= WORKING DATA =
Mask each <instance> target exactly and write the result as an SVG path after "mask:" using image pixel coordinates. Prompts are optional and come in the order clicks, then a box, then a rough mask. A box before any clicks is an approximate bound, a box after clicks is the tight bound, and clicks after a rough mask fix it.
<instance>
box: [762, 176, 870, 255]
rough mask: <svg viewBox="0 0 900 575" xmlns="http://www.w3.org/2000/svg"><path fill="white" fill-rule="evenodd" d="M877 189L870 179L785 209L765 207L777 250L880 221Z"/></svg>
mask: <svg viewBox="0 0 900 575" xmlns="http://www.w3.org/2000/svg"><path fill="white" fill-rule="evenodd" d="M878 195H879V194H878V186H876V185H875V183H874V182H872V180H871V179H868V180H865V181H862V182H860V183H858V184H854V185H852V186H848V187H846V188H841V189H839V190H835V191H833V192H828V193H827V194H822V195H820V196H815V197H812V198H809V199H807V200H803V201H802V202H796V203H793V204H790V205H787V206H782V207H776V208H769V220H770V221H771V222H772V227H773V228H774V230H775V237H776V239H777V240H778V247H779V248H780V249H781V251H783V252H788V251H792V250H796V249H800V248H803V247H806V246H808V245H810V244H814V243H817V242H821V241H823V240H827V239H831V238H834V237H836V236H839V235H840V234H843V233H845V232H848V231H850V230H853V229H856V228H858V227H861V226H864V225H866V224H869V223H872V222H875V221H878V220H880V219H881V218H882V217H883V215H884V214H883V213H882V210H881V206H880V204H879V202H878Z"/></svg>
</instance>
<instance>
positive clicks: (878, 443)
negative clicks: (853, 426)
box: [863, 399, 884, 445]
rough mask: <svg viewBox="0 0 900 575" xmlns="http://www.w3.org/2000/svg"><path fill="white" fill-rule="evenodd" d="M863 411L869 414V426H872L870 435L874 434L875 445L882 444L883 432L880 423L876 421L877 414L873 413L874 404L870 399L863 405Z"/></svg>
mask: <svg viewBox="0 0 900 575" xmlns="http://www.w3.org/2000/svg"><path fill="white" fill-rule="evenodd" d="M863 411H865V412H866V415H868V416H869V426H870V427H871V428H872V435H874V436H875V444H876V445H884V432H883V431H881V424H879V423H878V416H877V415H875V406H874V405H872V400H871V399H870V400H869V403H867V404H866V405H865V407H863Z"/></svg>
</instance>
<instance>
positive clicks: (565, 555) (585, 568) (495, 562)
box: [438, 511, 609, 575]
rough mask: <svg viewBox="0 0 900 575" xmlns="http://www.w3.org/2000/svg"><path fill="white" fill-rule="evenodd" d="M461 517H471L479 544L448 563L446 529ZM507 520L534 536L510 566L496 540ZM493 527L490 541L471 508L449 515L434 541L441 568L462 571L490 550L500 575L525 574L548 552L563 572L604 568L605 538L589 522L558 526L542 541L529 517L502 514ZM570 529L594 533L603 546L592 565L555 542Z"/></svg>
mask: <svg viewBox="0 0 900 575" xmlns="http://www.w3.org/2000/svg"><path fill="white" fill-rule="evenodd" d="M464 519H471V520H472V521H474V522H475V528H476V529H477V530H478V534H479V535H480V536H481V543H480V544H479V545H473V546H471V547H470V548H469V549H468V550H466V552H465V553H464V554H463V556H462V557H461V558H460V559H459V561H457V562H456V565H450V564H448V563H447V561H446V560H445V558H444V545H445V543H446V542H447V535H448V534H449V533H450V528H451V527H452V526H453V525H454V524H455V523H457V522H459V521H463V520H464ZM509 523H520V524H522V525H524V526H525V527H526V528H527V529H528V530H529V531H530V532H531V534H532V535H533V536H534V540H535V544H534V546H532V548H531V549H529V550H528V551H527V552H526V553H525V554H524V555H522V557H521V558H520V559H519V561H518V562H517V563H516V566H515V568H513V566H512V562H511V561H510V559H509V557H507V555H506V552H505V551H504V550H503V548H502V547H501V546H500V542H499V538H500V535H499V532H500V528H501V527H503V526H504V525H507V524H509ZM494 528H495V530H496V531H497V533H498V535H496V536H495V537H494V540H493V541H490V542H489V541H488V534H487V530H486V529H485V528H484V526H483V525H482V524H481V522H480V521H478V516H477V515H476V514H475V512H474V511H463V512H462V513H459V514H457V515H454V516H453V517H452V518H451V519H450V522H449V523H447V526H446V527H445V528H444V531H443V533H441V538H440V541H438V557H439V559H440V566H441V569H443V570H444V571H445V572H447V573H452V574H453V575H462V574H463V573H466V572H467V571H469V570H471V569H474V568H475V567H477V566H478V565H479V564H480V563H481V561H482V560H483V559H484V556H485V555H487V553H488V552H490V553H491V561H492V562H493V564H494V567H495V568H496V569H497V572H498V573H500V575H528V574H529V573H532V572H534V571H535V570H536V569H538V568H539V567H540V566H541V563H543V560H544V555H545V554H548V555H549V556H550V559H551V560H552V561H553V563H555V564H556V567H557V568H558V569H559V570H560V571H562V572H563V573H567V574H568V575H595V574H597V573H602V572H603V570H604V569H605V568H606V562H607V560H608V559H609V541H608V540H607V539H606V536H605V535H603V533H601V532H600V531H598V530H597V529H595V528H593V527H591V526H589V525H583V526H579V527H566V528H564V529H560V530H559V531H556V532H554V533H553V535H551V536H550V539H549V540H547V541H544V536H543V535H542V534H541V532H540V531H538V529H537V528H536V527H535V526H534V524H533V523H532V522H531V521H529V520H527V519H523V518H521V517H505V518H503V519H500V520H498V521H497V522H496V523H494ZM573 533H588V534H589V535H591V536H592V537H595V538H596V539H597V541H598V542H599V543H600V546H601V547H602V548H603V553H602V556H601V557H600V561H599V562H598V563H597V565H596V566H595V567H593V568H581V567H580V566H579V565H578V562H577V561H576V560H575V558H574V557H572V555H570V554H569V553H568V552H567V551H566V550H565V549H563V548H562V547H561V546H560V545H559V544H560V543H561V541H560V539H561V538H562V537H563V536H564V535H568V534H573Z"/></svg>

= TASK TO COMPLETE =
Copy out every one of the entries above, line for line, with no changes.

= ANSWER FOR THE TASK =
Mask each <instance> target exactly and write the result as an SVG path after "mask:" using image pixel coordinates. Prompts are optional and come in the order clicks, then a box, then a rough mask. A box before any clicks is an approximate bound, a box after clicks is the tight bound, and clicks after a rough mask fix it.
<instance>
box: [762, 176, 870, 255]
rough mask: <svg viewBox="0 0 900 575" xmlns="http://www.w3.org/2000/svg"><path fill="white" fill-rule="evenodd" d="M877 189L870 179L785 209L765 207L777 250L880 221Z"/></svg>
mask: <svg viewBox="0 0 900 575" xmlns="http://www.w3.org/2000/svg"><path fill="white" fill-rule="evenodd" d="M878 195H879V194H878V186H876V185H875V183H874V182H872V180H871V179H868V180H865V181H862V182H860V183H858V184H854V185H852V186H848V187H846V188H841V189H839V190H835V191H833V192H828V193H827V194H822V195H820V196H815V197H812V198H809V199H807V200H803V201H802V202H796V203H793V204H790V205H787V206H782V207H776V208H769V220H770V221H771V222H772V227H773V228H774V230H775V237H776V239H777V240H778V247H779V248H780V249H781V251H783V252H788V251H792V250H796V249H800V248H803V247H806V246H808V245H810V244H814V243H817V242H821V241H823V240H827V239H831V238H834V237H836V236H839V235H840V234H843V233H845V232H848V231H850V230H853V229H856V228H858V227H861V226H864V225H866V224H869V223H872V222H875V221H878V220H880V219H881V218H882V217H883V215H884V214H883V213H882V210H881V206H880V204H879V202H878Z"/></svg>
</instance>
<instance>
positive clicks: (878, 443)
negative clicks: (853, 426)
box: [863, 399, 884, 445]
rough mask: <svg viewBox="0 0 900 575" xmlns="http://www.w3.org/2000/svg"><path fill="white" fill-rule="evenodd" d="M863 411L869 414V426H872L870 435L874 434L875 445L882 444L883 432L880 423L876 421L877 414L873 413L874 404L870 399L863 405Z"/></svg>
mask: <svg viewBox="0 0 900 575" xmlns="http://www.w3.org/2000/svg"><path fill="white" fill-rule="evenodd" d="M863 411H865V412H866V415H868V416H869V426H870V427H871V428H872V435H874V436H875V444H876V445H884V432H883V431H881V424H879V423H878V416H877V415H875V406H874V405H872V400H871V399H870V400H869V403H867V404H866V405H865V407H863Z"/></svg>
</instance>
<instance>
positive clicks: (565, 555) (585, 568) (495, 562)
box: [438, 511, 609, 575]
rough mask: <svg viewBox="0 0 900 575" xmlns="http://www.w3.org/2000/svg"><path fill="white" fill-rule="evenodd" d="M461 517H471L479 544L448 563L446 529ZM507 520L534 536L510 566L496 540ZM493 527L490 541L471 508L449 515L434 541L441 568L462 571L490 550L500 575L525 574L548 552L563 572L604 568L605 538L589 522L558 526L542 541L529 517L502 514ZM570 529L594 533L603 546L592 565L555 542Z"/></svg>
mask: <svg viewBox="0 0 900 575" xmlns="http://www.w3.org/2000/svg"><path fill="white" fill-rule="evenodd" d="M464 519H471V520H472V521H474V522H475V528H476V529H477V530H478V534H479V535H480V536H481V543H480V544H479V545H473V546H471V547H470V548H469V549H468V550H466V552H465V553H464V554H463V556H462V557H461V558H460V559H459V561H457V562H456V565H450V564H448V563H447V561H446V560H445V558H444V545H445V543H446V542H447V535H448V534H449V533H450V528H451V527H452V526H453V525H454V524H455V523H457V522H459V521H463V520H464ZM509 523H520V524H522V525H524V526H525V527H526V528H527V529H528V530H529V531H530V532H531V534H532V535H533V536H534V540H535V544H534V546H532V548H531V549H529V550H528V551H527V552H526V553H525V554H524V555H522V557H521V558H520V559H519V561H518V562H517V563H516V566H515V568H513V566H512V562H511V561H510V559H509V557H507V555H506V552H505V551H504V550H503V548H502V547H501V546H500V542H499V538H500V535H499V532H500V528H501V527H503V526H504V525H507V524H509ZM494 528H495V530H496V531H497V533H498V535H496V536H495V537H494V540H493V541H490V542H489V541H488V534H487V530H486V529H485V528H484V526H483V525H482V524H481V522H480V521H478V516H477V515H476V514H475V512H474V511H463V512H462V513H459V514H457V515H454V516H453V517H452V518H451V519H450V522H449V523H447V526H446V527H445V528H444V531H443V533H441V538H440V541H438V557H439V559H440V566H441V569H443V570H444V571H445V572H447V573H452V574H453V575H462V574H463V573H466V572H467V571H469V570H471V569H474V568H475V567H477V566H478V565H479V564H480V563H481V561H482V560H483V559H484V556H485V555H487V553H488V552H490V553H491V561H492V562H493V564H494V567H495V568H496V569H497V572H498V573H500V575H528V574H529V573H532V572H534V571H535V570H536V569H538V568H539V567H540V566H541V563H543V560H544V555H545V554H548V555H549V556H550V559H551V560H552V561H553V563H555V564H556V567H557V568H558V569H559V570H560V571H562V572H563V573H567V574H568V575H595V574H597V573H602V572H603V570H604V569H605V568H606V562H607V560H608V559H609V541H608V540H607V539H606V536H605V535H603V533H601V532H600V531H598V530H597V529H595V528H593V527H591V526H589V525H583V526H579V527H566V528H564V529H560V530H559V531H556V532H554V533H553V535H551V536H550V539H549V540H547V541H544V536H543V535H542V534H541V532H540V531H538V529H537V528H536V527H535V526H534V524H533V523H532V522H531V521H529V520H527V519H523V518H521V517H505V518H503V519H500V520H498V521H497V522H496V523H494ZM573 533H588V534H589V535H591V536H592V537H595V538H596V539H597V541H598V542H599V543H600V546H601V547H602V548H603V553H602V556H601V557H600V561H599V562H598V563H597V565H596V566H595V567H593V568H581V567H580V566H579V565H578V562H577V561H576V560H575V558H574V557H572V555H570V554H569V553H568V552H567V551H566V550H565V549H563V548H562V547H561V546H560V545H559V544H560V543H561V541H560V539H561V538H562V537H563V536H564V535H568V534H573Z"/></svg>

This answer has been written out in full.